◆ **Work instruction**:
Print, exactly and completely, every entry in the data.

◆ **Data for the task**:
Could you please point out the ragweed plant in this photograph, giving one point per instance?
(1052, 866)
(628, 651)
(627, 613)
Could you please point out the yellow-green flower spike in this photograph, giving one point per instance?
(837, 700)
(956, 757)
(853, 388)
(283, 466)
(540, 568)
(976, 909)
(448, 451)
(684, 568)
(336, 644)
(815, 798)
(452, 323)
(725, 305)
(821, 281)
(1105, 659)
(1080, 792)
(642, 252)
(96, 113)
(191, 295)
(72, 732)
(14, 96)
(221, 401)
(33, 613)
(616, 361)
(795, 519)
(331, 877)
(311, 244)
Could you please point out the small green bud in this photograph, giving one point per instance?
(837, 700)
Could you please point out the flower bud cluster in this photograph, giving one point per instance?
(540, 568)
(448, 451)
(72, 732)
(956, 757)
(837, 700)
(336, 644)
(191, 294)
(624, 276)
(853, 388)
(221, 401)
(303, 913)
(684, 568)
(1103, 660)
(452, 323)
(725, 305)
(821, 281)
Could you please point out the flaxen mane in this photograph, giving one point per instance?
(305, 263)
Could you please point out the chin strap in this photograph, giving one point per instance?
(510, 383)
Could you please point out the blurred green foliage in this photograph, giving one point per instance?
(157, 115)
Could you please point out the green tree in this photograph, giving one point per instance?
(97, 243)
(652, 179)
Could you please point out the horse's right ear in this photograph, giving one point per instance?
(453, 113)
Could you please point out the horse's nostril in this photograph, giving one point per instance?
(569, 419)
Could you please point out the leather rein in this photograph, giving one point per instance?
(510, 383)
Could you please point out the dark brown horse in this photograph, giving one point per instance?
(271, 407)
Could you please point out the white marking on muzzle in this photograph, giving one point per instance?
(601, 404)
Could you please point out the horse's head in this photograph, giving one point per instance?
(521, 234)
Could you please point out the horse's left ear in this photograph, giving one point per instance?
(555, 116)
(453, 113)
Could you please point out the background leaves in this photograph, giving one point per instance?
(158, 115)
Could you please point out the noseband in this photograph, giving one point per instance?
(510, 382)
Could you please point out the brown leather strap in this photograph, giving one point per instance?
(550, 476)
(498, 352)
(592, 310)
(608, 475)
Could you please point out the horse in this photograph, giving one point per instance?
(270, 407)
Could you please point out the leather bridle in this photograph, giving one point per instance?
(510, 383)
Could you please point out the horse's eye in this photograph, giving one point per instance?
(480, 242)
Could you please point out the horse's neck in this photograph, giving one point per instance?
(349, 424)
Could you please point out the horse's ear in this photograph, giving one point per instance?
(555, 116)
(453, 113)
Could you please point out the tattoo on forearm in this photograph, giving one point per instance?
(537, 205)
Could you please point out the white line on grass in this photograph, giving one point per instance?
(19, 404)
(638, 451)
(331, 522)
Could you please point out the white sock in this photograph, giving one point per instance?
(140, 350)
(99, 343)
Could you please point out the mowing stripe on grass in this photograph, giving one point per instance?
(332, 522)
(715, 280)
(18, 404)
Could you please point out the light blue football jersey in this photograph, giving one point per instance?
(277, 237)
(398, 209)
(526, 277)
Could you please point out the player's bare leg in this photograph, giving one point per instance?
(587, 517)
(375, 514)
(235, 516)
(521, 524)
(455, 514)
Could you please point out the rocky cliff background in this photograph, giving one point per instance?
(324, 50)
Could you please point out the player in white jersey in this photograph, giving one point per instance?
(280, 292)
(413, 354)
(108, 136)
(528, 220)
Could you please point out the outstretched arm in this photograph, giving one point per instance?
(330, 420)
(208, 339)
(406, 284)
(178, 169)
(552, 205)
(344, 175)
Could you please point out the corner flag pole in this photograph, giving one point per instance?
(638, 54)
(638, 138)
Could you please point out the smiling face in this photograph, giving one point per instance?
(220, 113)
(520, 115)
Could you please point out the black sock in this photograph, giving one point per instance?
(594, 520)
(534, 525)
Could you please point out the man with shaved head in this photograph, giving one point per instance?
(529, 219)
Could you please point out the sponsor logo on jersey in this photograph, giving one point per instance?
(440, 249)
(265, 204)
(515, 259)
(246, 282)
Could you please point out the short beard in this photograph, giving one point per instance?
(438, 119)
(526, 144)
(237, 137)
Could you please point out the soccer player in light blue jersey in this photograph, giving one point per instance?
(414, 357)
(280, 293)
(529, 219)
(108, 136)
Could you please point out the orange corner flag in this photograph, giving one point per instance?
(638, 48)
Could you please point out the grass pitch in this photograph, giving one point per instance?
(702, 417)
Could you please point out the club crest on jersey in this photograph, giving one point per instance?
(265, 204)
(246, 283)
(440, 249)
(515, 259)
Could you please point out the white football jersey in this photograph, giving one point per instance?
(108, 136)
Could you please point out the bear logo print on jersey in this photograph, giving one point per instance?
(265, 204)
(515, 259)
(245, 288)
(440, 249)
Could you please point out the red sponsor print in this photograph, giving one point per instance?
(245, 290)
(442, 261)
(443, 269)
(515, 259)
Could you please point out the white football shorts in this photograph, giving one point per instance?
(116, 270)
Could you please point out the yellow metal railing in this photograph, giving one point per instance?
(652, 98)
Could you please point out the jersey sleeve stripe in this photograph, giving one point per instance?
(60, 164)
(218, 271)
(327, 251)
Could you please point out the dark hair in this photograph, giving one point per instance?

◆ **Expected answer**:
Could you please point out the ragweed plant in this photograph, giving one point per instance?
(1052, 866)
(628, 651)
(627, 613)
Could you please point out the yellow-green flower spike in this photograph, giving one point per instance?
(837, 700)
(956, 757)
(853, 388)
(283, 466)
(540, 568)
(976, 909)
(448, 451)
(684, 568)
(336, 644)
(815, 798)
(452, 323)
(725, 305)
(821, 281)
(1105, 659)
(1080, 792)
(642, 252)
(96, 113)
(191, 295)
(72, 732)
(14, 96)
(221, 401)
(33, 613)
(616, 361)
(795, 519)
(331, 877)
(311, 244)
Could you please point out the small green bud in this photograph, giving one point per instance?
(837, 700)
Could you please point out the flower bud cluster in this photograph, giving one point per instance?
(540, 568)
(448, 451)
(72, 732)
(956, 757)
(837, 700)
(336, 644)
(191, 294)
(624, 276)
(853, 388)
(221, 401)
(303, 913)
(684, 568)
(1103, 660)
(452, 323)
(725, 305)
(821, 281)
Could you please point out the flaxen mane in this photograph, giving one point per instance?
(305, 263)
Could you please point out the chin strap in this photograph, giving one point per instance?
(510, 383)
Could you please point out the blurred green foliage in this photograph, giving one point per instance?
(157, 115)
Could you please point out the green tree in this photograph, giving one point per instance?
(97, 243)
(652, 179)
Could you please point out the horse's right ear in this photograph, giving one point per instance?
(453, 113)
Could you please point out the horse's nostril in this photograph, giving one point per instance?
(569, 419)
Could you please point out the leather rein in this photograph, giving one point per instance?
(510, 383)
Could you please point out the dark brown horse in this photograph, giving one point per instance?
(271, 407)
Could you please point out the white marking on muzzle in this photograph, giving one point per instance?
(601, 404)
Could you please point out the horse's head in this photograph, giving one point per instance?
(521, 234)
Could you please point out the horse's left ear in this photograph, giving one point per instance?
(555, 116)
(453, 113)
Could you please point out the background leaves in this photograph, giving one point per instance?
(158, 115)
Could you please point out the noseband in this photograph, giving one point per instance?
(510, 382)
Could you please point out the brown leather strap in this photograph, giving one point per instance?
(550, 476)
(498, 352)
(592, 310)
(608, 475)
Could you please point out the horse in this photograph, giving one point per instance?
(270, 407)
Could you please point out the leather bridle in this photograph, giving one point per instance?
(510, 383)
Could you please point out the horse's eye in this photograph, giving one point per instance?
(480, 242)
Could you please point out the horse's neck in this photograph, giving one point per instance?
(349, 424)
Could you please point out the horse's ear in this photograph, giving one point per instance?
(555, 116)
(453, 113)
Could you please point out the tattoo on forearm in this photograph, giving one point per instance?
(537, 205)
Could you please point out the white line on grass in this photograph, giving one point per instance?
(19, 404)
(638, 451)
(331, 522)
Could you please point out the white sock in this photograph, giving one point per instance?
(140, 350)
(99, 343)
Could you please point out the mowing stripe on grass in this photograph, giving one point per instance?
(332, 522)
(715, 280)
(18, 404)
Could you please point out the light blue football jersey in this photograph, giving one point per instance?
(277, 237)
(398, 209)
(526, 277)
Could you please point out the player's bare leg in this photograph, giving one point per instance?
(587, 517)
(375, 514)
(235, 516)
(521, 524)
(455, 514)
Could you please point out the rocky cliff background in this photograph, giving one point per instance?
(324, 50)
Could you please point out the player in white jersey in this photograph, giving one point per instance?
(280, 292)
(413, 354)
(108, 136)
(528, 220)
Could you please point out the outstretched arm in this photograph, giving one point per instance?
(330, 420)
(208, 339)
(406, 284)
(178, 169)
(552, 205)
(344, 175)
Could you please point out the corner flag pole in this photograph, giving one point per instance?
(638, 54)
(638, 138)
Could you please point out the smiling face in this photograph, giving one point per instance?
(220, 113)
(520, 115)
Could you please point out the black sock in this photograph, giving one point per instance?
(594, 520)
(534, 525)
Could you please point out the man with shaved head in this photograph, giving one point per instance?
(529, 219)
Could you please point out the sponsor logo on jersey in this photograph, giving one point per instance?
(440, 249)
(265, 204)
(515, 259)
(246, 282)
Could you please point out the short beard in this photograph, giving one point per instance?
(438, 119)
(526, 144)
(237, 137)
Could you please point out the soccer player in light blue jersey in this photograph, giving one point per instance?
(414, 357)
(280, 293)
(529, 219)
(108, 136)
Could you please point out the orange corner flag in this photograph, giving one point per instance?
(638, 48)
Could you please point out the grass pitch in this photograph, giving one point per instance?
(702, 417)
Could you please point out the club crest on jersey in this photograph, giving one point per instance?
(265, 204)
(246, 283)
(440, 249)
(515, 259)
Could you please point out the white football jersey in this photograph, giving one point per instance?
(108, 136)
Could you please point out the bear logo print on jersey in this photograph, giving one point per instance?
(265, 204)
(515, 259)
(245, 288)
(440, 249)
Could you please point out the red sponsor print in this photograph, giving one point per instance?
(245, 290)
(442, 261)
(443, 269)
(515, 259)
Could you please point out the white football shorts in this photograph, giving one point per instance?
(116, 270)
Could you please point out the yellow metal railing in this photograph, giving one point per instance?
(652, 98)
Could you please point out the jersey sleeve stripe in this photograph, giving one point per instance?
(60, 164)
(218, 271)
(327, 251)
Could you please point out the dark hair in this photograph, giving one point per instance?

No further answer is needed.